**The problem:** Quote the passage on crested cow-wheat below in full, word for word.
── Document section
Species of flowering plant

Melampyrum cristatum, also known as crested cow-wheat is a species of flowering plant in the family Orobanchaceae.

== Description ==
M. cristatum is an annual herb species which reaches heights of 15-40cm. Stems are erect and reddish green in colour. Leaves are 5-10cm long, almost stalkless and are narrowly elliptic in shape. Flowers are tubular and purple, however the lips of the flower are yellow. M. cristatum flowers from July to August. Seeds are produced inside 10mm long, flat capsules. Seeds possess soft, oily, elaiosomes, which are collected, eaten and distributed by ants.

== Distribution ==
M. cristatum is native to the following places: Albania, Altai, Austria, the Baltic States, Belarus, Belgium, Bulgaria, Corsica, Crete, Czech Republic, Denmark, Finland, France, Germany, Great Britain, Hungary, Italy, Kazakhstan, North Caucasus, Norway, Poland, Romania, Russia, Siberia (western), Slovakia, Spain, Sweden, Switzerland, Turkey (European), Ukraine, Yugoslavia.
────
── Data shown
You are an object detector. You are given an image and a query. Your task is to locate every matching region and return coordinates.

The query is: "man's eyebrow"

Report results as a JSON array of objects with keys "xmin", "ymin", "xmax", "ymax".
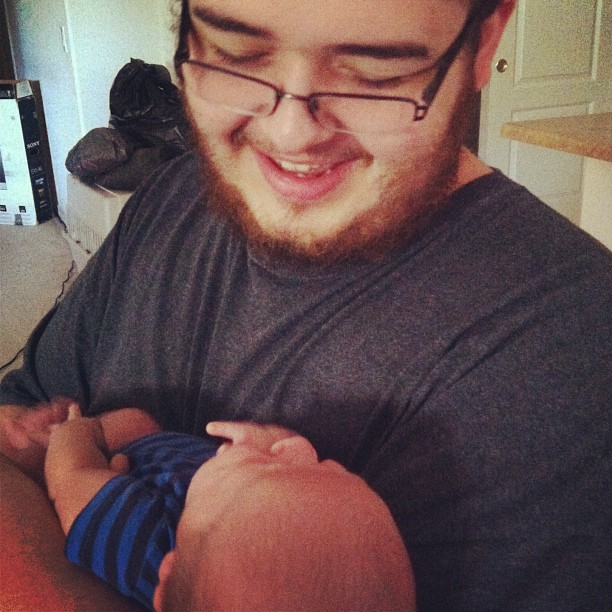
────
**Worked solution:**
Species of flowering plant

Melampyrum cristatum, also known as crested cow-wheat is a species of flowering plant in the family Orobanchaceae.

== Description ==
M. cristatum is an annual herb species which reaches heights of 15-40cm. Stems are erect and reddish green in colour. Leaves are 5-10cm long, almost stalkless and are narrowly elliptic in shape. Flowers are tubular and purple, however the lips of the flower are yellow. M. cristatum flowers from July to August. Seeds are produced inside 10mm long, flat capsules. Seeds possess soft, oily, elaiosomes, which are collected, eaten and distributed by ants.

== Distribution ==
M. cristatum is native to the following places: Albania, Altai, Austria, the Baltic States, Belarus, Belgium, Bulgaria, Corsica, Crete, Czech Republic, Denmark, Finland, France, Germany, Great Britain, Hungary, Italy, Kazakhstan, North Caucasus, Norway, Poland, Romania, Russia, Siberia (western), Slovakia, Spain, Sweden, Switzerland, Turkey (European), Ukraine, Yugoslavia.